----- TASK DATA -----

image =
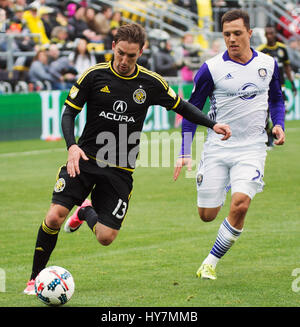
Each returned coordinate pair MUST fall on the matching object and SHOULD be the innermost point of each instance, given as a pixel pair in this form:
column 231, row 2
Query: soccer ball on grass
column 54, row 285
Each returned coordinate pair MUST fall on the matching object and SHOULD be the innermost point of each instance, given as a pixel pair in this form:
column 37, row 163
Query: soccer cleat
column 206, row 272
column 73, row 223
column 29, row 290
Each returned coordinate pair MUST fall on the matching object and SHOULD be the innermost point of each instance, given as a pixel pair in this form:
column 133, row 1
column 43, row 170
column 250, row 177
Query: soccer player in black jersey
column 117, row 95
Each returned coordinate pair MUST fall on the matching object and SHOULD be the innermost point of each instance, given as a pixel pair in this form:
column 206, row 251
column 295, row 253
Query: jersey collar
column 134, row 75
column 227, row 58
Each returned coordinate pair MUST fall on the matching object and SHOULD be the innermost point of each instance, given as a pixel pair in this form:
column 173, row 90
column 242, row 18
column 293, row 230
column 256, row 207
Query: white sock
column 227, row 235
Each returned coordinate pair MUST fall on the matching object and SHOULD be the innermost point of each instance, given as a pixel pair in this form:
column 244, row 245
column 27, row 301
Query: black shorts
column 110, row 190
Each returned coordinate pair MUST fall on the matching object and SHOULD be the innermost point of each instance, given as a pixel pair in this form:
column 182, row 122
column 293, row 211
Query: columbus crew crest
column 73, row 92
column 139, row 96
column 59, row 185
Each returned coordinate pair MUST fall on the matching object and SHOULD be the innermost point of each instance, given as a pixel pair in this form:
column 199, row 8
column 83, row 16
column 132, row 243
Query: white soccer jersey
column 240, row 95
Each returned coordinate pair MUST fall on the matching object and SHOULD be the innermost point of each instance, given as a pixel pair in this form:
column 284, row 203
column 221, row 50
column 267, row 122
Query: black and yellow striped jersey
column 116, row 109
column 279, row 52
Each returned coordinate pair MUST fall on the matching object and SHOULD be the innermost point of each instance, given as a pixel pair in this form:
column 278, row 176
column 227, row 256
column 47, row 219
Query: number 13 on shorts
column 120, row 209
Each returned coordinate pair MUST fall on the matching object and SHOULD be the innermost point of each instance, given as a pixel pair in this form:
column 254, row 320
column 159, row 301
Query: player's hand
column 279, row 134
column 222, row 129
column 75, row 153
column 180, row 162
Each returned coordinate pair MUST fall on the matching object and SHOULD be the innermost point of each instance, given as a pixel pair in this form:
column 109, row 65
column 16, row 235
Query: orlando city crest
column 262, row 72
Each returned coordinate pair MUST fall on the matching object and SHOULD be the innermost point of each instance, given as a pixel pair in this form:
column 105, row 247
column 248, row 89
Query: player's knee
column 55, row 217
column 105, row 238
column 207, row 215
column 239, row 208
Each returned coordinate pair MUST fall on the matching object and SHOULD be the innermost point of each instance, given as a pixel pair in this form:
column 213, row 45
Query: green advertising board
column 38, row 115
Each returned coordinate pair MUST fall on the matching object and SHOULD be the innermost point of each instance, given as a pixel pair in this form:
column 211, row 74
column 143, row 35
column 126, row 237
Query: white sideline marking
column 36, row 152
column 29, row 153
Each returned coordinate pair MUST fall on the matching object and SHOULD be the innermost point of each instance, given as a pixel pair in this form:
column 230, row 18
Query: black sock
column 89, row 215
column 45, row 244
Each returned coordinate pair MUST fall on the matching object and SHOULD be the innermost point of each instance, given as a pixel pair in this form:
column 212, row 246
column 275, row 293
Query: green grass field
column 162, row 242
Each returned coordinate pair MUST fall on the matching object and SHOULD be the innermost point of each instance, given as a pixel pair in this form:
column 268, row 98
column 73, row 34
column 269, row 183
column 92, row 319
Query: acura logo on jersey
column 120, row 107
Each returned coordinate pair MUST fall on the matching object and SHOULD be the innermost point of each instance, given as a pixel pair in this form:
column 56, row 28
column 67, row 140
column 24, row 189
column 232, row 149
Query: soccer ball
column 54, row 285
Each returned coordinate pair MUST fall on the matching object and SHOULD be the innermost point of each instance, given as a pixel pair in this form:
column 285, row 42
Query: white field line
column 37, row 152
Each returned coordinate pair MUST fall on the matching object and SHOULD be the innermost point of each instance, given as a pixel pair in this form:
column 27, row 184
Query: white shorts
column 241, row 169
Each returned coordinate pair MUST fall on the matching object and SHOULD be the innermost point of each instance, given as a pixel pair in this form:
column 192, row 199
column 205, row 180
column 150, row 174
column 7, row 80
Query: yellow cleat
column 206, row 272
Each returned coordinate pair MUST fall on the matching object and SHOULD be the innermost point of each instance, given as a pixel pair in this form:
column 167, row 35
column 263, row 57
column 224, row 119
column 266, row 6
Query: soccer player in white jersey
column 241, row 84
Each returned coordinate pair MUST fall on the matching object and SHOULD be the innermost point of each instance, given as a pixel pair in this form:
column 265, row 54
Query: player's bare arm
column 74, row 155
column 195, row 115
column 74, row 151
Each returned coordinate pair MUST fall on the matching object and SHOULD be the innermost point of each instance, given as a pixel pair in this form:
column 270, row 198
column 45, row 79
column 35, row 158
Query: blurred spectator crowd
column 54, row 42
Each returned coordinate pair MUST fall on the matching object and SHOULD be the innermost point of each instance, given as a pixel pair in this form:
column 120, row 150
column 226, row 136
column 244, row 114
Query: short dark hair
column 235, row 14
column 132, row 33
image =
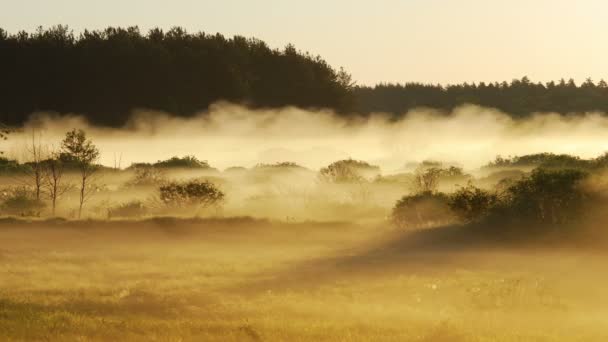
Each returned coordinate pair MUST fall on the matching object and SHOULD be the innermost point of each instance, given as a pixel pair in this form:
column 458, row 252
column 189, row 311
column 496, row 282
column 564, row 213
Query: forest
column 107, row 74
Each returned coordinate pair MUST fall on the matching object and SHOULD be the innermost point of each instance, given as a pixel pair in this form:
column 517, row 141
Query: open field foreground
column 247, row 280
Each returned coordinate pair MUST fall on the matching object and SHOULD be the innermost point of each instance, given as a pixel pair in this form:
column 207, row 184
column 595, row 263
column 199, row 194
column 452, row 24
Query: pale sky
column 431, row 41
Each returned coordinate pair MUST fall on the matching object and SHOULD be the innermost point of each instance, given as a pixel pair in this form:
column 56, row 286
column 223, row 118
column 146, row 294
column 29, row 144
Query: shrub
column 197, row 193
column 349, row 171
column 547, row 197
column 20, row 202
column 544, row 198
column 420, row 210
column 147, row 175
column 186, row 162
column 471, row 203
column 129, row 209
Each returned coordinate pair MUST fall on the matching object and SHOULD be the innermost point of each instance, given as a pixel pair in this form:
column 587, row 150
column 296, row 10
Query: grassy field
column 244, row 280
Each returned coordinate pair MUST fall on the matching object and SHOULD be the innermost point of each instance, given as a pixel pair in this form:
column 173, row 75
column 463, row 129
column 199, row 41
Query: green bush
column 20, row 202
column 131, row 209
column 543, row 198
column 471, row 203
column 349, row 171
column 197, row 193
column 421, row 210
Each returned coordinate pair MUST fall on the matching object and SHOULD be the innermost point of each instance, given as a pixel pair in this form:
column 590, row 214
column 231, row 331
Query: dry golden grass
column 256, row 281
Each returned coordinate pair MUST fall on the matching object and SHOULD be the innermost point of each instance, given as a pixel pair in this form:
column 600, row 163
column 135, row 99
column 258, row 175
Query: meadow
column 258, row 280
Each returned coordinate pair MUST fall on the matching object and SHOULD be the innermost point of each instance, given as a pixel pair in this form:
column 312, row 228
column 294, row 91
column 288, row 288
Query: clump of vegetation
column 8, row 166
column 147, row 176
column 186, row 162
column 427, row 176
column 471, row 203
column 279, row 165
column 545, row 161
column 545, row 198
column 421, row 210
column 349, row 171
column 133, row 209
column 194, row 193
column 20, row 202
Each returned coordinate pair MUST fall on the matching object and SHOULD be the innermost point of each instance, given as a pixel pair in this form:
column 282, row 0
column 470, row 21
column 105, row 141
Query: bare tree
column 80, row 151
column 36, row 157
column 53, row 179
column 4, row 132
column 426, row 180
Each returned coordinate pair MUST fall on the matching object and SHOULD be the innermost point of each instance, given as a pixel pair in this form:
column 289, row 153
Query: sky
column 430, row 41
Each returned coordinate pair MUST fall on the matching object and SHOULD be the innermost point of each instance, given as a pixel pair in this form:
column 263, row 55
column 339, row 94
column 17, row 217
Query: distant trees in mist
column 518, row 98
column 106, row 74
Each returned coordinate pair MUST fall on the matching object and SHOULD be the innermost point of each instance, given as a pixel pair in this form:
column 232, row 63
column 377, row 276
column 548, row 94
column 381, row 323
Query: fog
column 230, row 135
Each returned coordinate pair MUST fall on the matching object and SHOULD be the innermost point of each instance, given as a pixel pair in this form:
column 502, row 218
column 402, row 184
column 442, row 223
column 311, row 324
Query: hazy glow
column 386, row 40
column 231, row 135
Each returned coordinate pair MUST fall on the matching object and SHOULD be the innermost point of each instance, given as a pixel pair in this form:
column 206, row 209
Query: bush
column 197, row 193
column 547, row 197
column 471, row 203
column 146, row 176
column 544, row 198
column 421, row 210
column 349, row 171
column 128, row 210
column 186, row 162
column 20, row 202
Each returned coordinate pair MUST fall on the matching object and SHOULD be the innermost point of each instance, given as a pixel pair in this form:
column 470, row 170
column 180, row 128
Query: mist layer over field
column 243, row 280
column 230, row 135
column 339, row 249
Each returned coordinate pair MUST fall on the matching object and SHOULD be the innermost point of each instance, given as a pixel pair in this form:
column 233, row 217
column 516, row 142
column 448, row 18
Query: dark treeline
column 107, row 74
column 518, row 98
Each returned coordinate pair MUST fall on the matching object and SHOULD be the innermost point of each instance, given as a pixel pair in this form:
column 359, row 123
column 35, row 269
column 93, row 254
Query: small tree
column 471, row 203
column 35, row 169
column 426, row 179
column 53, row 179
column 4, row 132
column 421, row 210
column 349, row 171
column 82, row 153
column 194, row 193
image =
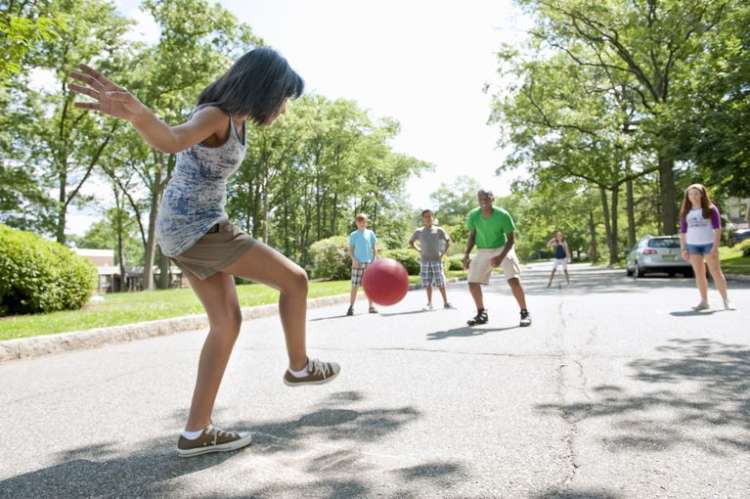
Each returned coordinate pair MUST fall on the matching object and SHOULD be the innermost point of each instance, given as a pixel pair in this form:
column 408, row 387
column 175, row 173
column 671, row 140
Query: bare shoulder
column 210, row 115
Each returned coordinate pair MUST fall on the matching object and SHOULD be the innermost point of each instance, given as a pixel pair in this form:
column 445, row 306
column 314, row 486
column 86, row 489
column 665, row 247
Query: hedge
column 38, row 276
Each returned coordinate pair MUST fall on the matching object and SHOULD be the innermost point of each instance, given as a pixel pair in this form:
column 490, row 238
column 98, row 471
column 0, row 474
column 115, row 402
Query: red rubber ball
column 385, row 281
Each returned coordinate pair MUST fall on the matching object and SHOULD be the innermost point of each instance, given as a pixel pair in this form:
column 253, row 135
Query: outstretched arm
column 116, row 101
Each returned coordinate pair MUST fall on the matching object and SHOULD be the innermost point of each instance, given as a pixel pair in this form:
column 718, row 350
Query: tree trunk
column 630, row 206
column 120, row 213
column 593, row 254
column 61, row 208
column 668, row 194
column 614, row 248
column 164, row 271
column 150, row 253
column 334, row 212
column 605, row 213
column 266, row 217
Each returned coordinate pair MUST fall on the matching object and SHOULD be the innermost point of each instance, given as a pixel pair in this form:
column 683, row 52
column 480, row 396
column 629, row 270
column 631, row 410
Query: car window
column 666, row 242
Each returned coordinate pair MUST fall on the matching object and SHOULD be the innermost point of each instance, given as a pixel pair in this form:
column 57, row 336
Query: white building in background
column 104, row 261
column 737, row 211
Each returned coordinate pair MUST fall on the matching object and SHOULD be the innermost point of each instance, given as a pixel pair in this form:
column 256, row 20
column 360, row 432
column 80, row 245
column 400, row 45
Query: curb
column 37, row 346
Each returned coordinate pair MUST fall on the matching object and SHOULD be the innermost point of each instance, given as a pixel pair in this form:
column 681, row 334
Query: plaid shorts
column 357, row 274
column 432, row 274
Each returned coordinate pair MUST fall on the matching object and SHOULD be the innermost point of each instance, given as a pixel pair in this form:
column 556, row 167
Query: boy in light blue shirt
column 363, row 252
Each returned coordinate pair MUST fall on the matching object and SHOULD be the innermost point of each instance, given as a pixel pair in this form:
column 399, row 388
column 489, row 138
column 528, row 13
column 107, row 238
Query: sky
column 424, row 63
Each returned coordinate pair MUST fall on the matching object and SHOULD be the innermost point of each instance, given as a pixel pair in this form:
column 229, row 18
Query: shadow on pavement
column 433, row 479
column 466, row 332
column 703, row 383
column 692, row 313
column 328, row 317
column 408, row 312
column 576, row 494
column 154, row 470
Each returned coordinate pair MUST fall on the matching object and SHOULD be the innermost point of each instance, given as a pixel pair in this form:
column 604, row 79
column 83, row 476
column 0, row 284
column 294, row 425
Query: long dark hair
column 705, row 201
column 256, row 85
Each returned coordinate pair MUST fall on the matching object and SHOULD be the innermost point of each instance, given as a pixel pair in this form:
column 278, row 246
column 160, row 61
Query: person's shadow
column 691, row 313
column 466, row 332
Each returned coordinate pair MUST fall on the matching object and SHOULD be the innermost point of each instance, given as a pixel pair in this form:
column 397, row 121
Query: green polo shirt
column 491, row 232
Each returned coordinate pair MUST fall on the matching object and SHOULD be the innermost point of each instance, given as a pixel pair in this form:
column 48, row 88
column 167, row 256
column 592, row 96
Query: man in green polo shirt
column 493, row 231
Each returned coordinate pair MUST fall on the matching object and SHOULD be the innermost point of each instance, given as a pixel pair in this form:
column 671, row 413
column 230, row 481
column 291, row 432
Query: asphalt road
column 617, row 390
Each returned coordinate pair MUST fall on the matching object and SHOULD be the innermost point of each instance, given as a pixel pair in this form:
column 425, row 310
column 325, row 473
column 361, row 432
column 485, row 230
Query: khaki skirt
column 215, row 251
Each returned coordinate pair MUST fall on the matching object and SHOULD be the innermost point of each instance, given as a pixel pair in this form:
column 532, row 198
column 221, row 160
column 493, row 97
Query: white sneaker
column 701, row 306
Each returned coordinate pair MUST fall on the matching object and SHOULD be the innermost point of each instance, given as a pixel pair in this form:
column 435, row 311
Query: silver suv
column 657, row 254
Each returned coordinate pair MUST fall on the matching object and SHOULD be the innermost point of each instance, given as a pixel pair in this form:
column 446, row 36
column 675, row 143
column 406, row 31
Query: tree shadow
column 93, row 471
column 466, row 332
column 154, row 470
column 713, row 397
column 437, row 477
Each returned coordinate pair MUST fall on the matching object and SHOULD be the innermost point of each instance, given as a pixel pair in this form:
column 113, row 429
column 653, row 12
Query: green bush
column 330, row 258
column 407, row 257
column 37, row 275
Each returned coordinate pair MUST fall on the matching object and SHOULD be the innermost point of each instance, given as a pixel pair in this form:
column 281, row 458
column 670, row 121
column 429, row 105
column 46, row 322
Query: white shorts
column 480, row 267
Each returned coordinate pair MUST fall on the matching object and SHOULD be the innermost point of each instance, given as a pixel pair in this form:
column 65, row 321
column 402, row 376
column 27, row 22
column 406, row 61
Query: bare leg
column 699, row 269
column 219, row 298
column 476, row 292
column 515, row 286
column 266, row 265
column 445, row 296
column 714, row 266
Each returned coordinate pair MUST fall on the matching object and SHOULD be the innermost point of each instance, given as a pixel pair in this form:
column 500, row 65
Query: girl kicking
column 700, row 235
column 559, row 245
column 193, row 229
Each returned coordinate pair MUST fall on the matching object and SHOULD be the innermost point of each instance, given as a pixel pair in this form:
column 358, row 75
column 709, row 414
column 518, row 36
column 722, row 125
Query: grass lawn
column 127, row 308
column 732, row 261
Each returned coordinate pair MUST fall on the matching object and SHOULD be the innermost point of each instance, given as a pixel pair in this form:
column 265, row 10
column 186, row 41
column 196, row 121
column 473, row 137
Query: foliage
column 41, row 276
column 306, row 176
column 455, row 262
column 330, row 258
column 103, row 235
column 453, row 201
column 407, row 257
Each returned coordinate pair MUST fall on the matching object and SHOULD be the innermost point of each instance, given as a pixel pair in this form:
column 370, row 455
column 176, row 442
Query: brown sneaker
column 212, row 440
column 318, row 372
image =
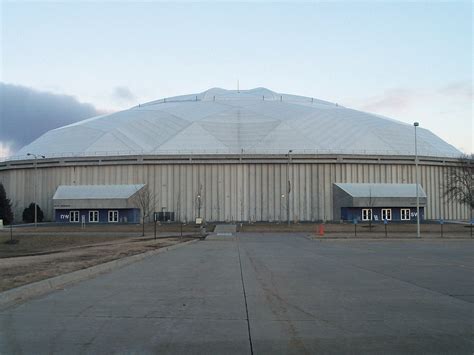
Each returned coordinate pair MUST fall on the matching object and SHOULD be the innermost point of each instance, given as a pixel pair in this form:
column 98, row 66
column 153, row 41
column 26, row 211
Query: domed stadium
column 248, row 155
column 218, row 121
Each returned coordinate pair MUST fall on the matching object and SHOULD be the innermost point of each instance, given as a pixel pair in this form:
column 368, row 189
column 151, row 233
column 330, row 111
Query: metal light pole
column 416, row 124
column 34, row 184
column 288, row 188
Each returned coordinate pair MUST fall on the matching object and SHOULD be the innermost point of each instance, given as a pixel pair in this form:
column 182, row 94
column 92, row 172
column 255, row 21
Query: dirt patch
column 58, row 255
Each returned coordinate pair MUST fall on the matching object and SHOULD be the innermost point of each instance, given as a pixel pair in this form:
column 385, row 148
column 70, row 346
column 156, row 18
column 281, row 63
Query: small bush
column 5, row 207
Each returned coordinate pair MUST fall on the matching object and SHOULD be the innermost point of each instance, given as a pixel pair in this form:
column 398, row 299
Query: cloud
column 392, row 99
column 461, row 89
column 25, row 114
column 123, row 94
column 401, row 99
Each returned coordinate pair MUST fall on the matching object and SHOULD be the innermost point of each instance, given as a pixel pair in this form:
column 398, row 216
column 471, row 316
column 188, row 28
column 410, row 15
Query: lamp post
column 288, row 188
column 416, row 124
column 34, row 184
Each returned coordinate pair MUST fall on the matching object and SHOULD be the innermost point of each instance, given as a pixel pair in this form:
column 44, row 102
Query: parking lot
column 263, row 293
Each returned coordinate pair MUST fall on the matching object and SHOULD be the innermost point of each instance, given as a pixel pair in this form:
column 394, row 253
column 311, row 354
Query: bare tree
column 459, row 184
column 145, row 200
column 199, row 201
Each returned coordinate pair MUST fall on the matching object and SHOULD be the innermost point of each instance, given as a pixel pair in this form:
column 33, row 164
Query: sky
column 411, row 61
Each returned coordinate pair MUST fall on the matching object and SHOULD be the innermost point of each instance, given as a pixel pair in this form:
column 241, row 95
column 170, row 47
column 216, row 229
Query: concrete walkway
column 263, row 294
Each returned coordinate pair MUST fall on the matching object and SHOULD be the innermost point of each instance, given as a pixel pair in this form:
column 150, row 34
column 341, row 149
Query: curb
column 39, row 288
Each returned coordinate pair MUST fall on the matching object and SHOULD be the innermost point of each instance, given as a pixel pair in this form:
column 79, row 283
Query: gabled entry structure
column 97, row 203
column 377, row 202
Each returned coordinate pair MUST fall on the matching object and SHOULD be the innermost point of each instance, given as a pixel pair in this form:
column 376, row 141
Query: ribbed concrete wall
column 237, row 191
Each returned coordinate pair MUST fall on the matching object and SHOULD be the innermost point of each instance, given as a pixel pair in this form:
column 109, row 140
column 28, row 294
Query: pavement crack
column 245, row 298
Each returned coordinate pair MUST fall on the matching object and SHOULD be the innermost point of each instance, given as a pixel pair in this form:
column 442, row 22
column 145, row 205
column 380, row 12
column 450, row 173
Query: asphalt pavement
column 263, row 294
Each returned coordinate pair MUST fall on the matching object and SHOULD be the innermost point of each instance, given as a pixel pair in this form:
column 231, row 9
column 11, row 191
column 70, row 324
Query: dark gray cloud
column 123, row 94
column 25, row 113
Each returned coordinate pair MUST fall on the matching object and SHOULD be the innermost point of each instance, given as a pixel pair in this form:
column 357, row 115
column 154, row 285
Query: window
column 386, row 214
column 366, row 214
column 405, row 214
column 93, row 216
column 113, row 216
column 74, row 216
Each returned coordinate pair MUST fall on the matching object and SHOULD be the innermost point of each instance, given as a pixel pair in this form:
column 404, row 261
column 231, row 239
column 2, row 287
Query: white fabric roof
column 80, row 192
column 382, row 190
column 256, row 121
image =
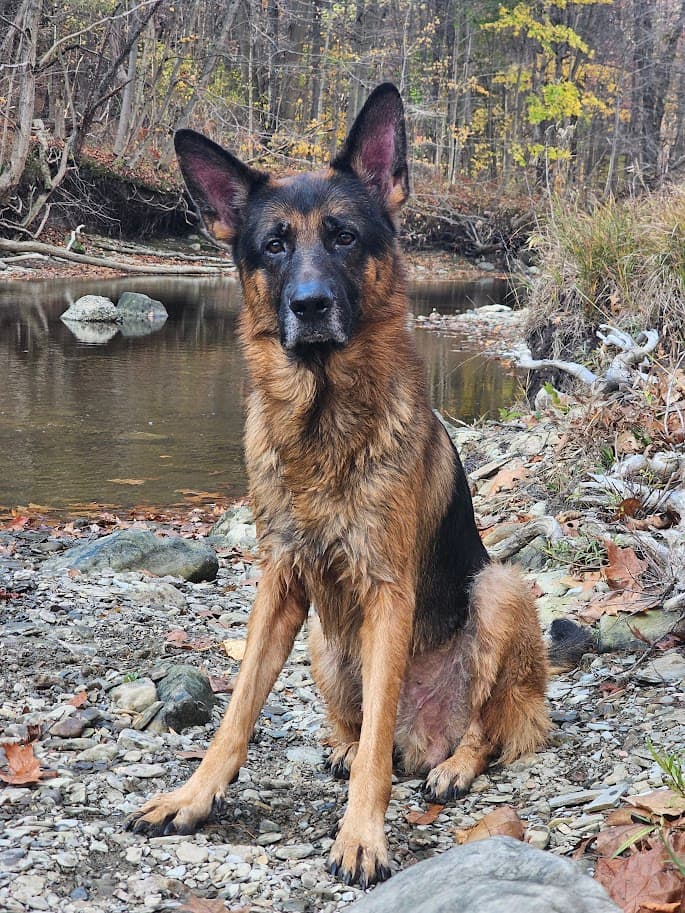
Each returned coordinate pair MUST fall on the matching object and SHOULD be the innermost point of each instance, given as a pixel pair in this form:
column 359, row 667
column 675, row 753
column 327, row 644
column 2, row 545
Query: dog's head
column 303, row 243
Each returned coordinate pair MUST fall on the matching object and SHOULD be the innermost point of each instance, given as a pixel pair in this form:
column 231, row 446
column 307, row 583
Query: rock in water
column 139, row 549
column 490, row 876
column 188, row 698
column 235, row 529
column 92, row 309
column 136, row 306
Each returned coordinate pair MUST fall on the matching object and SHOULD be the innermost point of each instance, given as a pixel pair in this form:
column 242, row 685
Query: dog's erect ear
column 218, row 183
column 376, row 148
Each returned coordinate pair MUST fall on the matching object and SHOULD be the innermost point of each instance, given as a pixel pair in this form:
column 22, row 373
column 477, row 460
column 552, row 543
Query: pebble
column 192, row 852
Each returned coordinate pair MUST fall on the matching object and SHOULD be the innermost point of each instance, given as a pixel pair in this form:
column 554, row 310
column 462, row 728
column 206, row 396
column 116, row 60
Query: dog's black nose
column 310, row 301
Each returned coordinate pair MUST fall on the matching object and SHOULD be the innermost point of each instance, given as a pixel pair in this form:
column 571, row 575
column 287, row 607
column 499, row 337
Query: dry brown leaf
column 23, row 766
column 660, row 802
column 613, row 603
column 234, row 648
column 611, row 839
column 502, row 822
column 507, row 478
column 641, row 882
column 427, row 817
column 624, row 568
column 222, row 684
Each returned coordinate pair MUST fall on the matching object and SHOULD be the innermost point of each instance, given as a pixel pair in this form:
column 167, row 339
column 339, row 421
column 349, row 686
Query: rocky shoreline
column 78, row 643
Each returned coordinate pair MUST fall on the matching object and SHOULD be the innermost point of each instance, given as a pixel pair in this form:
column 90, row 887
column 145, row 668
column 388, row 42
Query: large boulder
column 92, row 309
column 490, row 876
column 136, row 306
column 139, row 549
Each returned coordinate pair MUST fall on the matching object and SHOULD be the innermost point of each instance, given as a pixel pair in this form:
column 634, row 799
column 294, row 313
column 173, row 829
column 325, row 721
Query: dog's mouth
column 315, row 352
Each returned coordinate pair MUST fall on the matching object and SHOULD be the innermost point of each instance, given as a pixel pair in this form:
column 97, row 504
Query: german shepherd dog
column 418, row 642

-----

◆ WORK REQUIRED ◆
Print every line of the listing unchanged, from the start down to and including the line containing "column 59, row 185". Leave the pictures out of your output.

◆ CORRECT ANSWER ◆
image =
Each returned coordinate pair MUST fall on the matching object and SHOULD be the innermost point of each instance, given as a pixel pair in this form:
column 231, row 2
Query: soccer ball on grass
column 54, row 285
Each returned coordinate pair MUST fall on the matching object and SHOULD be the innermost point of each instance, given as a pixel pair in this form:
column 37, row 163
Query: soccer cleat
column 206, row 272
column 73, row 223
column 29, row 290
Each returned coordinate pair MUST fall on the matching object and SHOULD be the innermost point of each instance, given as a pixel pair in this form:
column 133, row 1
column 43, row 170
column 250, row 177
Query: soccer player in black jersey
column 117, row 95
Each returned coordinate pair MUST fall on the matching object and SHOULD be the innermost point of each instance, given as a pixel pair in this form:
column 206, row 251
column 295, row 253
Query: jersey collar
column 134, row 75
column 227, row 58
Each returned coordinate pair MUST fall on the matching object and SHOULD be the innermost point of each instance, given as a pixel pair in this form:
column 173, row 90
column 242, row 18
column 293, row 230
column 256, row 207
Query: white sock
column 227, row 235
Each returned coordinate pair MUST fall on the matching object and SHOULD be the innermost point of each instance, given as a pixel pair in this form:
column 244, row 245
column 27, row 301
Query: black shorts
column 110, row 190
Each returned coordinate pair MUST fall on the matching object and SHOULD be the innermost point of each instance, given as a pixel pair in this form:
column 182, row 122
column 293, row 211
Query: columbus crew crest
column 73, row 92
column 139, row 96
column 59, row 185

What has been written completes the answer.